### Exercise
Reproduce, word for word, the stretch of entries from the line containing "Annotation guideline: for every instance of the open" through the line containing "<point>139,20</point>".

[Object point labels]
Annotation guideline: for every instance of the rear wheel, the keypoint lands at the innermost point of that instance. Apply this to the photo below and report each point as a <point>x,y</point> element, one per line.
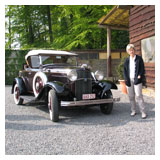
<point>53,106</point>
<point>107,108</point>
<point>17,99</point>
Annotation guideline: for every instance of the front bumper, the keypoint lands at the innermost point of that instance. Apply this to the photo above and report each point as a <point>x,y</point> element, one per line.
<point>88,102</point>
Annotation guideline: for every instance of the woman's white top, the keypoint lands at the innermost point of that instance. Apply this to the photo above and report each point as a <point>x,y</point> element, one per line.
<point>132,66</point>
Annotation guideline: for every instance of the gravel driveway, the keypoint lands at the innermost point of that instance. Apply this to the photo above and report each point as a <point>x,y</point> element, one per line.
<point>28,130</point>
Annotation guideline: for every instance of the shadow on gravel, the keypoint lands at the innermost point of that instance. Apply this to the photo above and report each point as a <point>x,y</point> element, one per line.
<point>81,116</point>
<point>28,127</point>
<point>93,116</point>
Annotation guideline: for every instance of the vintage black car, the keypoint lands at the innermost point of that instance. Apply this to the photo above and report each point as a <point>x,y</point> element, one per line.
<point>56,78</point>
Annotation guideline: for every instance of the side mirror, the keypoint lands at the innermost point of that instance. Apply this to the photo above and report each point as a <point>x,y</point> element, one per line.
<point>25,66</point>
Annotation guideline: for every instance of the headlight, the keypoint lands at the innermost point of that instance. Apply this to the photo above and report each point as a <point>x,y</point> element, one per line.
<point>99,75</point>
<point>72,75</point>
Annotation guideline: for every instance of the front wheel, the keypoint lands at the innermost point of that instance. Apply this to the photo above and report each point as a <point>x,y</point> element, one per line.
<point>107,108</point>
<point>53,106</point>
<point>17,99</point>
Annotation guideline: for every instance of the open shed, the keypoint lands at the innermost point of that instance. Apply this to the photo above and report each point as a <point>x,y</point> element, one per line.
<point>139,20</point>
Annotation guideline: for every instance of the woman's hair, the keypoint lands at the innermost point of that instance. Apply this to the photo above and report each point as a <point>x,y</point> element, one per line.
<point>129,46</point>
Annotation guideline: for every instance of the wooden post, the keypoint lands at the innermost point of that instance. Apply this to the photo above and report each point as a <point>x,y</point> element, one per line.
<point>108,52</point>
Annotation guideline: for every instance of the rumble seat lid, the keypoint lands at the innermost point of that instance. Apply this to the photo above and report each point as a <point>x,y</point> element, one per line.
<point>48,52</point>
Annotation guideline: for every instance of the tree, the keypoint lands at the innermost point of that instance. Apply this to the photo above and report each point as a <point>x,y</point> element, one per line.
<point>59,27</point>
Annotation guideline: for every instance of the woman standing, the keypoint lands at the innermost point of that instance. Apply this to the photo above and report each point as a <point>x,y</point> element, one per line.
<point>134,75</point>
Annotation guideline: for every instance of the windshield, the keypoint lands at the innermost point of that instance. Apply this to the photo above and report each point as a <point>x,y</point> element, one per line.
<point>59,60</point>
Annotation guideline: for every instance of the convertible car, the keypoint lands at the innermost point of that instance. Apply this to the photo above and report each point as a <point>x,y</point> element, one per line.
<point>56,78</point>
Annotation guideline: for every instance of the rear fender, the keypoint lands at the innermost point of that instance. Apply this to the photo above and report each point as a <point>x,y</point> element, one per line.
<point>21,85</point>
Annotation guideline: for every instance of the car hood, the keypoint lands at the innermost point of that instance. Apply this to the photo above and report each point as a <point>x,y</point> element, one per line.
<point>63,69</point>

* * *

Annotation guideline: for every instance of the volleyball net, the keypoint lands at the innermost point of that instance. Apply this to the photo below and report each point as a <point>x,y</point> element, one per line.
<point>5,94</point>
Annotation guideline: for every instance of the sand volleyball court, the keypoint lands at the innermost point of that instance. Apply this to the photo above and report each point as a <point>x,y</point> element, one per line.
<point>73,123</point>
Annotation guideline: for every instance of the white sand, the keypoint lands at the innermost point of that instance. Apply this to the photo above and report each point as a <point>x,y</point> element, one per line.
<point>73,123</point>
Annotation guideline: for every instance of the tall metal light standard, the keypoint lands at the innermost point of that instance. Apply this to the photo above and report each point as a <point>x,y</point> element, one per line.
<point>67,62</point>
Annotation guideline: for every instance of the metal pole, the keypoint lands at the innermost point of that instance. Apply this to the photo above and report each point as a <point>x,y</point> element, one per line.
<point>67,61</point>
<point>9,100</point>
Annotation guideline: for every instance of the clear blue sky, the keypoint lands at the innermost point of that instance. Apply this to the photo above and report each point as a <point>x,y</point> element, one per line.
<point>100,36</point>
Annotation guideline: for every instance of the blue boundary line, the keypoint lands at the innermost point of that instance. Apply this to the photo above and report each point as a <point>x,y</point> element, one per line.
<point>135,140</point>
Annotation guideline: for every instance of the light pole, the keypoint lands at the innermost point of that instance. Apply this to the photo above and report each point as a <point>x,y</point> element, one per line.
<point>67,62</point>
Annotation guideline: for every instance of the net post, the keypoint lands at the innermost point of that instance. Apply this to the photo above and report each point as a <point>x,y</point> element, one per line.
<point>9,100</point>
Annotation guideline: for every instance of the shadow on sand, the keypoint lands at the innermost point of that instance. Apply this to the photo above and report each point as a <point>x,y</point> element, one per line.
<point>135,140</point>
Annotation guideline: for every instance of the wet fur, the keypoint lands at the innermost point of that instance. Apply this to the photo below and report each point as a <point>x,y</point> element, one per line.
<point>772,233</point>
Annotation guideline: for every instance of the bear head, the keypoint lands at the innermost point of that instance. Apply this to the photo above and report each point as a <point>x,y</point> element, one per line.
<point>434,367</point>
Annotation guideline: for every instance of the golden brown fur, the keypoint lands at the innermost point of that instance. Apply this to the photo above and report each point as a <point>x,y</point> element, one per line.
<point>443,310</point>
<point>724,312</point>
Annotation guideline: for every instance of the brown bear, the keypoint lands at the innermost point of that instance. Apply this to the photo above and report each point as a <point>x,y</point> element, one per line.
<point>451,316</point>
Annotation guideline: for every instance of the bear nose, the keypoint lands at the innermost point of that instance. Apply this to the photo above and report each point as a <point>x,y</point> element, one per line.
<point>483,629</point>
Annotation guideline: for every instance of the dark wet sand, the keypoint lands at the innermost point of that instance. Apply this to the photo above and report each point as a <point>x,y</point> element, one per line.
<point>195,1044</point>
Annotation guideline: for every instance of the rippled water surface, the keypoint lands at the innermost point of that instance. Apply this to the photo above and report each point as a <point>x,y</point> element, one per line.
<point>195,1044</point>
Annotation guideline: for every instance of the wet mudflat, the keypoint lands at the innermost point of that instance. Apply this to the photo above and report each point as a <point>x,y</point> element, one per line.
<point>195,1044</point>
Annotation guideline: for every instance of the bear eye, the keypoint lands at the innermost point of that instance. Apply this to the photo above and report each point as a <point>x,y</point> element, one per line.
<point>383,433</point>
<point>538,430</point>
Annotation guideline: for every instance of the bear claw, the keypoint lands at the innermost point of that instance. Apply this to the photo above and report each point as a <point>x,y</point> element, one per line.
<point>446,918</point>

* * *

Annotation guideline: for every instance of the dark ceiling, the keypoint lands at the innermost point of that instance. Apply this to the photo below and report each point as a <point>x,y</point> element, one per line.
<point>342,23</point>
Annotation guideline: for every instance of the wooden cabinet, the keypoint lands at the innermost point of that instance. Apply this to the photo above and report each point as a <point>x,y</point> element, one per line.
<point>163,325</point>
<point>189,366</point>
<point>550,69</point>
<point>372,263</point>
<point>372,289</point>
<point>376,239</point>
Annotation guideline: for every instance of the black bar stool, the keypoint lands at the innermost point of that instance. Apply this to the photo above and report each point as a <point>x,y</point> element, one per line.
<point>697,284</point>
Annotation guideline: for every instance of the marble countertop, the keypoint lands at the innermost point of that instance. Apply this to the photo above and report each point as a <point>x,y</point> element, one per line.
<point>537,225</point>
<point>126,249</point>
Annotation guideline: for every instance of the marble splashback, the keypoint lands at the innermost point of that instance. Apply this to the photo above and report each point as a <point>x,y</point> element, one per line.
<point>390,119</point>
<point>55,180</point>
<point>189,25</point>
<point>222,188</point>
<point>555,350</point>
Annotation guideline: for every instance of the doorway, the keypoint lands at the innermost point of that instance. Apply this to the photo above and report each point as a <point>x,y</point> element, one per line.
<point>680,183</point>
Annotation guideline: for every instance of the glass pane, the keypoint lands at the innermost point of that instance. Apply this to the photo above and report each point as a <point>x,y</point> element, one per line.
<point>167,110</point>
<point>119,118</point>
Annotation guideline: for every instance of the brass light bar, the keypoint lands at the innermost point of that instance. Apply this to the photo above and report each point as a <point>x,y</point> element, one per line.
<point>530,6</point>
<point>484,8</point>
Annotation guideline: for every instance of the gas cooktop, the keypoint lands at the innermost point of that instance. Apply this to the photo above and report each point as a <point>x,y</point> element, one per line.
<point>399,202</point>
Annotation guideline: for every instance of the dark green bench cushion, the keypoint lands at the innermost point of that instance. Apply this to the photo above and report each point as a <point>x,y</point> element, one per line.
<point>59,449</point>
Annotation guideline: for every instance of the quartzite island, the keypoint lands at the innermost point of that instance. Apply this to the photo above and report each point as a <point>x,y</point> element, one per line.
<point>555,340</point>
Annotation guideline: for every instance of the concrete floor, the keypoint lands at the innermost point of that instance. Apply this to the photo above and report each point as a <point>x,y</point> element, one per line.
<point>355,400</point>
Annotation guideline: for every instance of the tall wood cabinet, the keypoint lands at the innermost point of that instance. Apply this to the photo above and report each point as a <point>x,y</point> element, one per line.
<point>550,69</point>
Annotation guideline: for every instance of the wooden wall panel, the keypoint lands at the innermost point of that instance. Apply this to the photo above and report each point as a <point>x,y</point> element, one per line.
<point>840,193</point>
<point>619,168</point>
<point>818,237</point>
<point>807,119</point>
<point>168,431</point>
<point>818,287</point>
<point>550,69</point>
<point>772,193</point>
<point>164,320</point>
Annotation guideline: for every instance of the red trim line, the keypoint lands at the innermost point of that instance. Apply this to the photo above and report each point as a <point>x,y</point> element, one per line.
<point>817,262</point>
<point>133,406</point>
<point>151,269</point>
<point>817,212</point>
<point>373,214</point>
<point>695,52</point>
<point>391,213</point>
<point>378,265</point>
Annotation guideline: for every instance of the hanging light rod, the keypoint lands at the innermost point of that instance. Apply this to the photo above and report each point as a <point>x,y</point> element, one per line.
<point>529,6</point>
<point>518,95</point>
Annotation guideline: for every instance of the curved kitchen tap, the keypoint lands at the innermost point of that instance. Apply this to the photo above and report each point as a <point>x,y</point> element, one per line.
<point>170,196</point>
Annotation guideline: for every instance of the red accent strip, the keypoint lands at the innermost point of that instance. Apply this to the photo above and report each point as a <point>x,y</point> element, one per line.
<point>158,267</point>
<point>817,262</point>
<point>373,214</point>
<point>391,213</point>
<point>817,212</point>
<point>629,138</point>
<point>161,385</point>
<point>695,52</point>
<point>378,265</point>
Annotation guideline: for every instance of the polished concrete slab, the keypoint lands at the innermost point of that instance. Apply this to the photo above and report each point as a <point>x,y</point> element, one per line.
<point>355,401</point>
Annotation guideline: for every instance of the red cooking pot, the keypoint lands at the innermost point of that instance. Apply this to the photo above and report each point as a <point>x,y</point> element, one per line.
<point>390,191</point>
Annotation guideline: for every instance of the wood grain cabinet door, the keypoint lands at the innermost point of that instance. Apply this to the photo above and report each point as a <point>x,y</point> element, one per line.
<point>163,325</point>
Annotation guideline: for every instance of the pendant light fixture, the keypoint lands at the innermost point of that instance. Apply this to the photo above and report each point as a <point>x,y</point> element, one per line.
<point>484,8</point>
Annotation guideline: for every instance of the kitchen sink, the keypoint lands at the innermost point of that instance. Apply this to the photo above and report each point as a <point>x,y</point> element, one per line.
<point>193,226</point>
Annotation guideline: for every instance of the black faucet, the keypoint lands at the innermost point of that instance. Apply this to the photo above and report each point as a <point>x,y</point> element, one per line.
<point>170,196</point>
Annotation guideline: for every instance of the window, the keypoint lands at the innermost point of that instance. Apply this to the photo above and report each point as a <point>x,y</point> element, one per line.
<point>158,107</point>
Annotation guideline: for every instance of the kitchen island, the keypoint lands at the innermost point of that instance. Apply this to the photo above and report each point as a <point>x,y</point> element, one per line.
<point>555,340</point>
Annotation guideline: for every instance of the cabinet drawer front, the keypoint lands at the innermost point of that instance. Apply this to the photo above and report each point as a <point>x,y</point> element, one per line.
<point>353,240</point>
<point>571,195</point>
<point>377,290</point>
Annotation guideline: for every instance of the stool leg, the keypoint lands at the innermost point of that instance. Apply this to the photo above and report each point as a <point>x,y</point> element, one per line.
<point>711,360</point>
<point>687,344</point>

### Finished task
Annotation guideline: for every instance of the open shed, the keypoint lands at the innermost point of that instance. Apply this to the photo above and report each point as a <point>x,y</point> element, one per line.
<point>139,20</point>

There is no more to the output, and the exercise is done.